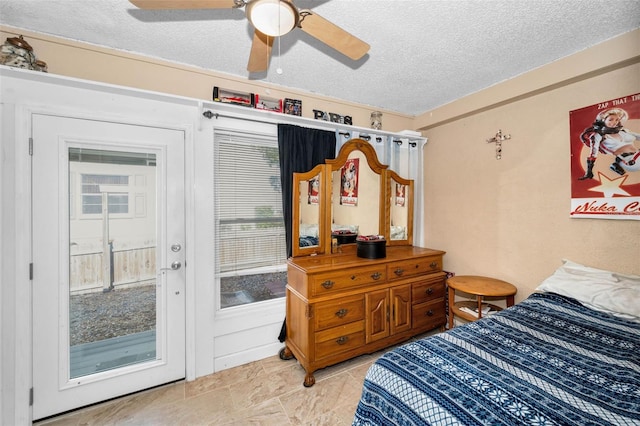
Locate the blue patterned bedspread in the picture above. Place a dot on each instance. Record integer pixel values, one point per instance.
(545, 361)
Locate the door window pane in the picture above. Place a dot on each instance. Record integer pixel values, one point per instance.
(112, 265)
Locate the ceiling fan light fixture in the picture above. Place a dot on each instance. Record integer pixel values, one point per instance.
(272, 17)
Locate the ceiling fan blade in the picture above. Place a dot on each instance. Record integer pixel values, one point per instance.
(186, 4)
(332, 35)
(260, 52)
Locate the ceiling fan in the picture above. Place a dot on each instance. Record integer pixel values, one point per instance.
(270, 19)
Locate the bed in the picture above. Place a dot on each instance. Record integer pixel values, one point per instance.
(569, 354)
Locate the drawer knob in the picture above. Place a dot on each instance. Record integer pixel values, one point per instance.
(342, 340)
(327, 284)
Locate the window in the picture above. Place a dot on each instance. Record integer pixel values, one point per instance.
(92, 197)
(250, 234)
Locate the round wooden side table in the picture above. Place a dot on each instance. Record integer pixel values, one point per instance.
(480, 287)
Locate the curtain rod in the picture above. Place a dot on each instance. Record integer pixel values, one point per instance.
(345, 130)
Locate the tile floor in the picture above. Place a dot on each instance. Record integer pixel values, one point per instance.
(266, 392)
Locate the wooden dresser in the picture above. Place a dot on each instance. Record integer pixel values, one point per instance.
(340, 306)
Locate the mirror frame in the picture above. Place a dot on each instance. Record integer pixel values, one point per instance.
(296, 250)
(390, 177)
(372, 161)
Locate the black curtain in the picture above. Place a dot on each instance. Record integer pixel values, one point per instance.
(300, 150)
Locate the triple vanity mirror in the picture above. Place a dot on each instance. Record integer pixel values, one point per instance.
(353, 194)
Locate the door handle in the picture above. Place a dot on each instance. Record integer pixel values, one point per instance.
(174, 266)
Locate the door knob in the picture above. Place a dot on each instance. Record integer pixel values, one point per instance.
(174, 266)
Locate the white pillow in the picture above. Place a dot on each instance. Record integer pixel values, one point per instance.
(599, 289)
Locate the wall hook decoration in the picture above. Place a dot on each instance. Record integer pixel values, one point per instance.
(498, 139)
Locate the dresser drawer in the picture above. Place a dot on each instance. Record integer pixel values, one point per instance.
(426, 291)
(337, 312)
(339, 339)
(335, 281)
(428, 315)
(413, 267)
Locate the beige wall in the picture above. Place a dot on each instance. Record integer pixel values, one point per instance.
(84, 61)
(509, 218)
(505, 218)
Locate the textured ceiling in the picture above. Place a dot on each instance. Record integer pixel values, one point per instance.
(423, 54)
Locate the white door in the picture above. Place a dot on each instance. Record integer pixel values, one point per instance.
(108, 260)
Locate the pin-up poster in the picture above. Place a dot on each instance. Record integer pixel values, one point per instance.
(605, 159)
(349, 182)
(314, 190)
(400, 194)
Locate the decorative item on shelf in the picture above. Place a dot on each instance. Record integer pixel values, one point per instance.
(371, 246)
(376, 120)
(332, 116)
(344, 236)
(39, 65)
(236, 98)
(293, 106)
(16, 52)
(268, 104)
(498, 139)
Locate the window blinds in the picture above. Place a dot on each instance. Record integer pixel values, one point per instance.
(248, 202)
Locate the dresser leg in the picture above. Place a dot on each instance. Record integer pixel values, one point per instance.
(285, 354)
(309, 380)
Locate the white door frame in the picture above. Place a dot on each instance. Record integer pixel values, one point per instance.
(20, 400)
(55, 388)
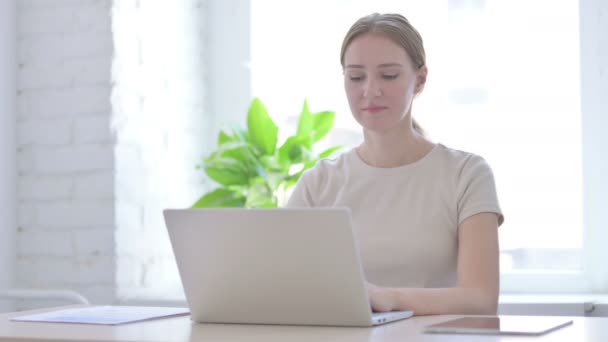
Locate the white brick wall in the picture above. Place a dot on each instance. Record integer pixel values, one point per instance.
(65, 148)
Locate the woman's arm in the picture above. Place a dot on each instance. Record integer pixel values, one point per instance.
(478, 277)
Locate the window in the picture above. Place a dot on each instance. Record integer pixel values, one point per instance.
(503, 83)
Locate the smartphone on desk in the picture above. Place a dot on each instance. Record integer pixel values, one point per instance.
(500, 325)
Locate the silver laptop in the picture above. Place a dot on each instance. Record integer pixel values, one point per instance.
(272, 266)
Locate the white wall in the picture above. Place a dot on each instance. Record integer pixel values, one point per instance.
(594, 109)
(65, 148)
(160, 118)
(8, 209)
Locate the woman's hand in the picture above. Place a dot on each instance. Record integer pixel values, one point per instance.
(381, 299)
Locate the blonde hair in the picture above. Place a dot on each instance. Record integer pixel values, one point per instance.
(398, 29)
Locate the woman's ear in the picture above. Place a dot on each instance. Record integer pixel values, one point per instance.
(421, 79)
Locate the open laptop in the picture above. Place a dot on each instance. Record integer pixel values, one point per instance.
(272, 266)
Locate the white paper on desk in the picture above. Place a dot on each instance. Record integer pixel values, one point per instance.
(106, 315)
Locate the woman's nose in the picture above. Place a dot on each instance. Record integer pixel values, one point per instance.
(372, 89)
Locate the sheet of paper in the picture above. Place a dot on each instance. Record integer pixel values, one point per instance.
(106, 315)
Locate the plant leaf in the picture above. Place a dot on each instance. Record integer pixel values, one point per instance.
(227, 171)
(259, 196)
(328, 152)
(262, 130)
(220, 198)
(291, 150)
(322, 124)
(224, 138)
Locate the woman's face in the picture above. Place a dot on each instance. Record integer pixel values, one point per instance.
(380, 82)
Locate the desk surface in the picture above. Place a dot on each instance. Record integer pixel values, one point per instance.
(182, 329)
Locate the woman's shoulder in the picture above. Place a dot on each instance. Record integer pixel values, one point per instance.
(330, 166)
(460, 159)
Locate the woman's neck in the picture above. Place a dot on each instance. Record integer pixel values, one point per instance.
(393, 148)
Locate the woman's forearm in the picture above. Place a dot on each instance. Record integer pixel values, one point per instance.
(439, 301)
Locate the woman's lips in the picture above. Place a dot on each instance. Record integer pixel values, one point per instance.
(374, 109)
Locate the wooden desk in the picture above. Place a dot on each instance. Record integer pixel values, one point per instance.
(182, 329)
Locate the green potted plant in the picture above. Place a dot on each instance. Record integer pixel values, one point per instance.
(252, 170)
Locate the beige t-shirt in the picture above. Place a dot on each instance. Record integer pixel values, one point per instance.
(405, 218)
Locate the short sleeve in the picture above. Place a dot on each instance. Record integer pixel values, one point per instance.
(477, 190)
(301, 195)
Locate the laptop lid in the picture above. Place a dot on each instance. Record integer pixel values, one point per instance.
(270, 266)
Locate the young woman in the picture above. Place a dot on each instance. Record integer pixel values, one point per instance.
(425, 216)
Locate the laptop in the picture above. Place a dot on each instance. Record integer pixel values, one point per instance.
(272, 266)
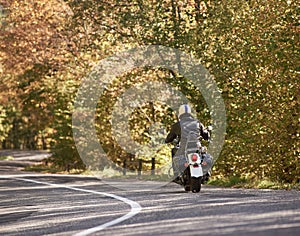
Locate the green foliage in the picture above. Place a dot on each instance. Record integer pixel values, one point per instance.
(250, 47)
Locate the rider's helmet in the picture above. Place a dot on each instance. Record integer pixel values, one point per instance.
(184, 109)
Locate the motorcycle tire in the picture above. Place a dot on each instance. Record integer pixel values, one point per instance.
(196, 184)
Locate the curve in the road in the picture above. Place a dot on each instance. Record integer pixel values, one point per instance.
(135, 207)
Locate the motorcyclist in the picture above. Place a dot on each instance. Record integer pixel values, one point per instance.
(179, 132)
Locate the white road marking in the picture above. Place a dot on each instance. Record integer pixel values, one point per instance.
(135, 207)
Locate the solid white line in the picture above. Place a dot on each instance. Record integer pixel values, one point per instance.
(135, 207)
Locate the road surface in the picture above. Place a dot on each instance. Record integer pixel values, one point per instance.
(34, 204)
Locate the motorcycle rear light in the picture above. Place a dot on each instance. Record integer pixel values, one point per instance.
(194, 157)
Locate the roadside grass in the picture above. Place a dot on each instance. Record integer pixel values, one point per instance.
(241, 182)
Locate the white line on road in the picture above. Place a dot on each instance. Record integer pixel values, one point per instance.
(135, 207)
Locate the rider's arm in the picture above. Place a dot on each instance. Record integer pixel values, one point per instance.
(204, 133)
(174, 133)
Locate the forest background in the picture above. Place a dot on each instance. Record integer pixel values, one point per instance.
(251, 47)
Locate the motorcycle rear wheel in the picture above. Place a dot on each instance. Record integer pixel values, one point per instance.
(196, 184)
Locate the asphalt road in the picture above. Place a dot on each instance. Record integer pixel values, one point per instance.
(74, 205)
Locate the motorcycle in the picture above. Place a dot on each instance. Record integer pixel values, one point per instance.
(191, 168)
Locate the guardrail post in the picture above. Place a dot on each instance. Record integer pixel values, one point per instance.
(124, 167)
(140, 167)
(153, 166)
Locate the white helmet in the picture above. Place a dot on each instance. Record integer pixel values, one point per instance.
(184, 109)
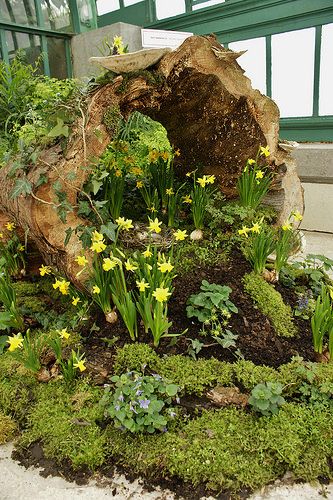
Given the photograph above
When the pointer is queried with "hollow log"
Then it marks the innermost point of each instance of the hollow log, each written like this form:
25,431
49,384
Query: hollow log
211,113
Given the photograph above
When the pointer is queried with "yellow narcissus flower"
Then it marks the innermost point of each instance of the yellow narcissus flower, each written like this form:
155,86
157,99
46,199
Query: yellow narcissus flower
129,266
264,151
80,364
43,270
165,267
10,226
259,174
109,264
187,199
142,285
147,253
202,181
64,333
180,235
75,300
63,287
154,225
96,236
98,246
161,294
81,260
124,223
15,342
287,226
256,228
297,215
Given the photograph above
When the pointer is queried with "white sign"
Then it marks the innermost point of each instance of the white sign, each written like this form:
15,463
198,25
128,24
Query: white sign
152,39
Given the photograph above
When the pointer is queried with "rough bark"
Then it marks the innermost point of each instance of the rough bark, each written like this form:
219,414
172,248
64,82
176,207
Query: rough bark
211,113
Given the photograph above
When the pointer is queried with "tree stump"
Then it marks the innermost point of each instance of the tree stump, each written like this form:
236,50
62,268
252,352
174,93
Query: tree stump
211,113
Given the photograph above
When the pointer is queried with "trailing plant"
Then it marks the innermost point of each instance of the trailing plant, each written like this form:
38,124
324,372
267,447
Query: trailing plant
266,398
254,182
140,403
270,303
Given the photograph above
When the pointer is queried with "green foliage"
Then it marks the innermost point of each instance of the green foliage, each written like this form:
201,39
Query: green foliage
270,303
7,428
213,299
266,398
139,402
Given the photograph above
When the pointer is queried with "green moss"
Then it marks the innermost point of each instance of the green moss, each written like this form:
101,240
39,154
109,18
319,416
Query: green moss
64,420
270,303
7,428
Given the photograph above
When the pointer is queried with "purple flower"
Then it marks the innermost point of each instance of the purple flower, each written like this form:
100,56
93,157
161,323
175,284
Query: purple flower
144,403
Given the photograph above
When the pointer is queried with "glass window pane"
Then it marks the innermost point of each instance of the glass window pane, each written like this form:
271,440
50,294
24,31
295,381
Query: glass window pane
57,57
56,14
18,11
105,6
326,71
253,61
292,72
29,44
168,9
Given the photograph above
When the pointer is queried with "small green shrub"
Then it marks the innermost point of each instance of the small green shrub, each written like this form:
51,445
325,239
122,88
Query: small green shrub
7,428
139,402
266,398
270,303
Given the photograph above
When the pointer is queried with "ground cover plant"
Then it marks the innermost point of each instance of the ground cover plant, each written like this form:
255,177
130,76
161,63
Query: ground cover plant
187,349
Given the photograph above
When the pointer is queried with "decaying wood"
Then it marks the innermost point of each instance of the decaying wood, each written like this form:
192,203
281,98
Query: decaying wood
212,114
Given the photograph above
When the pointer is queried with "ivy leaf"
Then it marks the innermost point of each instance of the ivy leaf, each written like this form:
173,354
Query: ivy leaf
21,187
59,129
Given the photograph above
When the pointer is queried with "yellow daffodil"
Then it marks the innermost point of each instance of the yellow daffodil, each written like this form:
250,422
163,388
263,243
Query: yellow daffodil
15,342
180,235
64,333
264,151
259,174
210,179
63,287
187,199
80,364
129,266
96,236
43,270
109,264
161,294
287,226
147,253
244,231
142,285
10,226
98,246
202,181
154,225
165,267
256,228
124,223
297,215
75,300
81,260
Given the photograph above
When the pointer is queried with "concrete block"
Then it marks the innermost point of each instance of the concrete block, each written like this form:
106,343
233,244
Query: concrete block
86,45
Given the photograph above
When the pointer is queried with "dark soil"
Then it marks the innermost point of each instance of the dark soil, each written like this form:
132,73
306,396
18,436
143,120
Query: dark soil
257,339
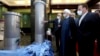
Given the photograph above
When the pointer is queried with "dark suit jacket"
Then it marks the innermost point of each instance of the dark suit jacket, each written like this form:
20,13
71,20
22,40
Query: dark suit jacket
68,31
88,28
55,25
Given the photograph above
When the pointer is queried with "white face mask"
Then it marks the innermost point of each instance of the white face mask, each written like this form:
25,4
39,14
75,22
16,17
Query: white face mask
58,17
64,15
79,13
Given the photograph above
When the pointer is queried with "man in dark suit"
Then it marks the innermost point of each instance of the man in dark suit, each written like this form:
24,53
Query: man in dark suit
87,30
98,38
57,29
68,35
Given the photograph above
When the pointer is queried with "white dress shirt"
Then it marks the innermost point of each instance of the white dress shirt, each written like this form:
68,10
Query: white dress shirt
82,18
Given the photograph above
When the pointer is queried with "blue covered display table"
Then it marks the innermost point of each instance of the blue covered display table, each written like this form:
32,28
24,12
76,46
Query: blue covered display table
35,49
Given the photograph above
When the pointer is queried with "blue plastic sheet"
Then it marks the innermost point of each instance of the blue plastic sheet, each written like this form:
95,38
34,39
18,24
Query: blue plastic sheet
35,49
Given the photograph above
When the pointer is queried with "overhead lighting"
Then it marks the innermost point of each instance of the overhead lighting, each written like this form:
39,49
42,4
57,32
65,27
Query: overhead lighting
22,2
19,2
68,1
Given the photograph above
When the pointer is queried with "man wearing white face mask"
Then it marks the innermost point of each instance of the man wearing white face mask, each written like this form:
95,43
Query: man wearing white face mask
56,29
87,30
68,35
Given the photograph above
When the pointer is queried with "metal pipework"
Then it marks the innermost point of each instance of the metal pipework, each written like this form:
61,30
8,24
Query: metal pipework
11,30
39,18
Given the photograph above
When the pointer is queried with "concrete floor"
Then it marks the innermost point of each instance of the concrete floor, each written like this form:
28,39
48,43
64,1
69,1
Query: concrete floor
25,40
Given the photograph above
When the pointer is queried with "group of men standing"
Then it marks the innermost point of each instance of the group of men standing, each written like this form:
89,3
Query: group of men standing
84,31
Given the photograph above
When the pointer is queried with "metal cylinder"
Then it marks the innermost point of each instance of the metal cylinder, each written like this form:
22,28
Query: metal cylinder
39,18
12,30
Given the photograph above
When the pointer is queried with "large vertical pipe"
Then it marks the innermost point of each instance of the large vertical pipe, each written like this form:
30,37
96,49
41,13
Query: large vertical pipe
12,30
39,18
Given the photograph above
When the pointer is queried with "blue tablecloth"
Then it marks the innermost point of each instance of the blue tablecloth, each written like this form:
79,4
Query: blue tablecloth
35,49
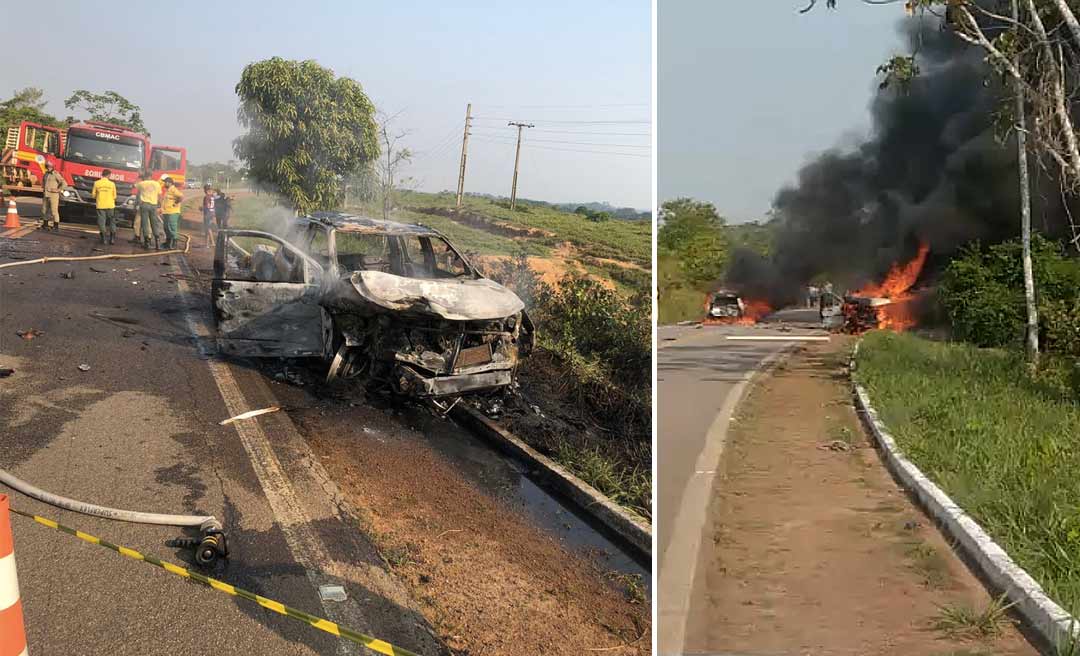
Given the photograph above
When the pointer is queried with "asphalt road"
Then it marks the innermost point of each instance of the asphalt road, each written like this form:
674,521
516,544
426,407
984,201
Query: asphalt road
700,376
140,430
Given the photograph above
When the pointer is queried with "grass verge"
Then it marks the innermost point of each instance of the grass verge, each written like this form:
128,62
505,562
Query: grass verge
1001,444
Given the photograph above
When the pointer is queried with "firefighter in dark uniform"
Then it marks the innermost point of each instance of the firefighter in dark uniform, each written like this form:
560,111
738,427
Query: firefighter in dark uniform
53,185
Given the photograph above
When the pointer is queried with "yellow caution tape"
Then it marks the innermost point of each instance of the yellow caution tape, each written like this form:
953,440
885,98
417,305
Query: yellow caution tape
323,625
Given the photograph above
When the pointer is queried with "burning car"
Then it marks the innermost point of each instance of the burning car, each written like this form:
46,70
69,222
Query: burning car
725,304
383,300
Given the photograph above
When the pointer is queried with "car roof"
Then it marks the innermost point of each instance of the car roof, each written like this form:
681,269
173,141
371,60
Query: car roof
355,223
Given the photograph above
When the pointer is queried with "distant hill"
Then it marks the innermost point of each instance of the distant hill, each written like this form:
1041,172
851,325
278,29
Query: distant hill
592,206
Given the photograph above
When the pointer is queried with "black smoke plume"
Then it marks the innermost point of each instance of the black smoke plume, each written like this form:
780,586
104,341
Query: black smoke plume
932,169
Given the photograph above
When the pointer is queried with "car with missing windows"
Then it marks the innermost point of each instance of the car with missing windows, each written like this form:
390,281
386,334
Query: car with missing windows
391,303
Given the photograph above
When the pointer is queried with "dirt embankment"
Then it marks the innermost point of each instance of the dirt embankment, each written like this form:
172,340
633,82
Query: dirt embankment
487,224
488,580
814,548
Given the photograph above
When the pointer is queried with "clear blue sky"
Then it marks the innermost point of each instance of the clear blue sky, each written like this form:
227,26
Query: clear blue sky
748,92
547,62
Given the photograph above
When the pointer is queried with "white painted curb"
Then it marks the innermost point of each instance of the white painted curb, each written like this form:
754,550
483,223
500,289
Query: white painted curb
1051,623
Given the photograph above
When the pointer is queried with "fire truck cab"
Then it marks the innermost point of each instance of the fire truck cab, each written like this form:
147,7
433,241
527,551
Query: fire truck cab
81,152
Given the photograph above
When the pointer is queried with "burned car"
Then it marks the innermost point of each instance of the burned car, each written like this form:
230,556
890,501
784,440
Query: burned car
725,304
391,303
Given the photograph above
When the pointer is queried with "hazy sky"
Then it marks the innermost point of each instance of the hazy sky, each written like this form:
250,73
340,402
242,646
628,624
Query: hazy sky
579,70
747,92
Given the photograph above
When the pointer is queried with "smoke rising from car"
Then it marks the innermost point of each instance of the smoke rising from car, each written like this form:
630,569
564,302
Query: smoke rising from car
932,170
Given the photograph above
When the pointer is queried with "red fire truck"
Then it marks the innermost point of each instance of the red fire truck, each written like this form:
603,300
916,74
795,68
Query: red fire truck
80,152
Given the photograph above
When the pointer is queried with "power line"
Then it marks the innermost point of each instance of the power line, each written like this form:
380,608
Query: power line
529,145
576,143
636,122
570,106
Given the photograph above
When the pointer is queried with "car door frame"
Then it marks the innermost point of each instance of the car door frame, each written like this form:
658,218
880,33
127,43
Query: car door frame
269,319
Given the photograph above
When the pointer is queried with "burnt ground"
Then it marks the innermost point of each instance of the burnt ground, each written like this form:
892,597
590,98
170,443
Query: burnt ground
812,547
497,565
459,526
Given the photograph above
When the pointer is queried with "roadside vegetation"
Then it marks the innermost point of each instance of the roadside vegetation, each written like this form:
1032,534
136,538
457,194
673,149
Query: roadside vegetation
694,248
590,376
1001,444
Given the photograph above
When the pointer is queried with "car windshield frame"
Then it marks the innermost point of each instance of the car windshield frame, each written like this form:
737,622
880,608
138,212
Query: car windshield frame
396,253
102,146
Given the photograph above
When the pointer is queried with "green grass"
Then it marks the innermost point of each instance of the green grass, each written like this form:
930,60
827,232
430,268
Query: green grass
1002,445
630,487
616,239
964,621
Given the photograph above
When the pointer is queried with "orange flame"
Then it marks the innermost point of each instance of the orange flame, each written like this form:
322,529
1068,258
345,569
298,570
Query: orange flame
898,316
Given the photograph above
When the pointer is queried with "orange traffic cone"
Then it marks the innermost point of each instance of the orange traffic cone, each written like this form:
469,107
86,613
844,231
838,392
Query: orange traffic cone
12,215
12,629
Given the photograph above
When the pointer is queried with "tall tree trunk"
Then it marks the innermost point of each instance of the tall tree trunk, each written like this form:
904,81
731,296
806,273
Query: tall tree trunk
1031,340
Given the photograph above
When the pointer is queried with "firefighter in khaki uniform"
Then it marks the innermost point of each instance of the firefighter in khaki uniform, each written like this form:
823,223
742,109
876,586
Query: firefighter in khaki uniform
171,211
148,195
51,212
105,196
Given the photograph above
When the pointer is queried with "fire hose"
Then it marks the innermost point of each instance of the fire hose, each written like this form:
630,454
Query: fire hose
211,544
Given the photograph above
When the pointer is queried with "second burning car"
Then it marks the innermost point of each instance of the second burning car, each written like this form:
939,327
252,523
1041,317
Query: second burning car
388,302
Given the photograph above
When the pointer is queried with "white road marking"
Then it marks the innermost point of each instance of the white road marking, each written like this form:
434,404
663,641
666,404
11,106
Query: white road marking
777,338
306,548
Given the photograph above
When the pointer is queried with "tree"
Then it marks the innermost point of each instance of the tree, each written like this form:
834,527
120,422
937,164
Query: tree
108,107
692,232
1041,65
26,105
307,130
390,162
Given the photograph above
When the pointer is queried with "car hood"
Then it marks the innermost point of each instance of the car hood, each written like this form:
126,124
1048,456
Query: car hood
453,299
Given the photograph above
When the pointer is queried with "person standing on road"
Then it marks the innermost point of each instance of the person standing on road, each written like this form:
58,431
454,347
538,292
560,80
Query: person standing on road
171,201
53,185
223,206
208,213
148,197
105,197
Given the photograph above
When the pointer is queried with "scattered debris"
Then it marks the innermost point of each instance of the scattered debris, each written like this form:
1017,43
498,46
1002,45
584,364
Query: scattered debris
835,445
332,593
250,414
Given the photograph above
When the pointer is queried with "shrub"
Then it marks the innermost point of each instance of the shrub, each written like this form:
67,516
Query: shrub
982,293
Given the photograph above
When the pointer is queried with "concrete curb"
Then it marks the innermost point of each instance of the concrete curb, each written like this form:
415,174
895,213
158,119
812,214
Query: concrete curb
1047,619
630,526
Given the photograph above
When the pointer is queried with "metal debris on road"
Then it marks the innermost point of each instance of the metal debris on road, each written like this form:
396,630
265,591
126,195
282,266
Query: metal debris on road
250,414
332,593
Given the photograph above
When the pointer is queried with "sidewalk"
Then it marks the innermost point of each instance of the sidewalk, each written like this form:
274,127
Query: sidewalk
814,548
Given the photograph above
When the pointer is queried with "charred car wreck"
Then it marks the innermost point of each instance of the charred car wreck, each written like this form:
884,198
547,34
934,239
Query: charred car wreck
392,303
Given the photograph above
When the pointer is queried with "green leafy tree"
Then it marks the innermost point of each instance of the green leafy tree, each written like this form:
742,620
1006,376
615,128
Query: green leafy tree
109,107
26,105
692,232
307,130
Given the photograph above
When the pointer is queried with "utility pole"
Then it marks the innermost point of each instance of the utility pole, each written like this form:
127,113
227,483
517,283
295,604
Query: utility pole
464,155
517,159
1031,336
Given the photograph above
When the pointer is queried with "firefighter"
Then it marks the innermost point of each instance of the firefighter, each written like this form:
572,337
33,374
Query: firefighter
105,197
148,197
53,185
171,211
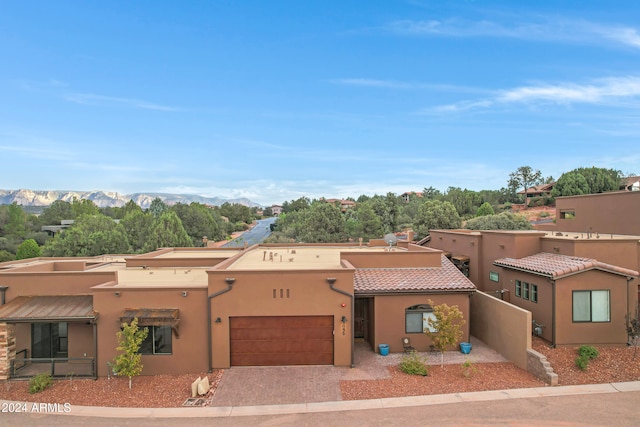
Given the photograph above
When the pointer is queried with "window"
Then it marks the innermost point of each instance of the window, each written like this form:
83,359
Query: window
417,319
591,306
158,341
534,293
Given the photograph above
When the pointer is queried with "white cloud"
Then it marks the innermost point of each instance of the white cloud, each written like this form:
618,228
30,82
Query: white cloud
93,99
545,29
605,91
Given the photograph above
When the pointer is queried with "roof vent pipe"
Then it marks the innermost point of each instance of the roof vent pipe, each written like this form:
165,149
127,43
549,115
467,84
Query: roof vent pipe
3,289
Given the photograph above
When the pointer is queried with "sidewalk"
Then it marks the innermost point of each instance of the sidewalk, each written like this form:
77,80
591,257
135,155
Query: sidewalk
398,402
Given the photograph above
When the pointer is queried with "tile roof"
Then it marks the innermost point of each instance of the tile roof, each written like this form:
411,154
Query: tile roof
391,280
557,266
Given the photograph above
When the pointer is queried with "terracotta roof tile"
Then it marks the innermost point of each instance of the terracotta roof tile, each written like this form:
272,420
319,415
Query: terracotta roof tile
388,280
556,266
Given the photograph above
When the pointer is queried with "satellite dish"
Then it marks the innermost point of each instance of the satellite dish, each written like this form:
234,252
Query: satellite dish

> [WHAT TO WORK ON]
In the listing above, the line with "of the terracotta" starts the part to copy. Copy it through the last line exactly, with nothing else.

> [RESULT]
Then it marks the innermost point of each instance of the terracotta roof tile, each written like this form:
272,420
319,415
Query: terracotta roof tile
388,280
556,266
Given the photograph above
When the pointer is queried with "satellite dish"
Then it marks the innermost point of each instance of the satellite dish, each written like this form:
234,252
Query: satellite dish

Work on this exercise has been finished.